Stored items from a collection:
━━━━━━━━

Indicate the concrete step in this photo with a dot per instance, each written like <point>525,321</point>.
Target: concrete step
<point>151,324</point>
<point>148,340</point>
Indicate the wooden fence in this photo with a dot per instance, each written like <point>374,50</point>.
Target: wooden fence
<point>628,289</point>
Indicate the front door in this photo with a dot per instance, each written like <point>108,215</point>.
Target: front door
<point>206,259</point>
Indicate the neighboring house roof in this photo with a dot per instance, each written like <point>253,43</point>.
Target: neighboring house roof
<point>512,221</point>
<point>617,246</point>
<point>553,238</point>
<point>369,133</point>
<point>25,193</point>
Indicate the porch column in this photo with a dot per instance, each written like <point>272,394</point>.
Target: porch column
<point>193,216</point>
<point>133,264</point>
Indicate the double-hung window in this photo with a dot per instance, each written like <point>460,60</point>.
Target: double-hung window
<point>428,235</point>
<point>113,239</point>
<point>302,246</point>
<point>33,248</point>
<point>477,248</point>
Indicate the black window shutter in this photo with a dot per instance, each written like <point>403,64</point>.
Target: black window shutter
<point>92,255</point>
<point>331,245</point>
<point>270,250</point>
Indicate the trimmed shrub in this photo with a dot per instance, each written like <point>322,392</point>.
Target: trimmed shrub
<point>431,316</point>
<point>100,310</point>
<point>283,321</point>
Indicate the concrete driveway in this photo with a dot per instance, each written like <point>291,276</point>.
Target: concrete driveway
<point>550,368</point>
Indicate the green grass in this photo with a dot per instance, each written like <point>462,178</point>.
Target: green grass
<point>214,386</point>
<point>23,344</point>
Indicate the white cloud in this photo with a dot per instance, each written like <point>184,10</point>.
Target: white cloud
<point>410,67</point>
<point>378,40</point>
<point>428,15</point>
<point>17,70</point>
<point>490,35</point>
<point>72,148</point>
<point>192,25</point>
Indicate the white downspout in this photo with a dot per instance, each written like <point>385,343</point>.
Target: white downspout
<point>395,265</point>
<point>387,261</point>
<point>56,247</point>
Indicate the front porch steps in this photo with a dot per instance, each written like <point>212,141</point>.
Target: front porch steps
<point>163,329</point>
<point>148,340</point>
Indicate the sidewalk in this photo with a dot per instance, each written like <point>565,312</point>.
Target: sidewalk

━━━━━━━━

**About this task**
Every line above that holds "sidewalk" should be copied out.

**Exercise response**
Indicate the sidewalk in this photo with a dot per instance, each written like <point>565,312</point>.
Target: sidewalk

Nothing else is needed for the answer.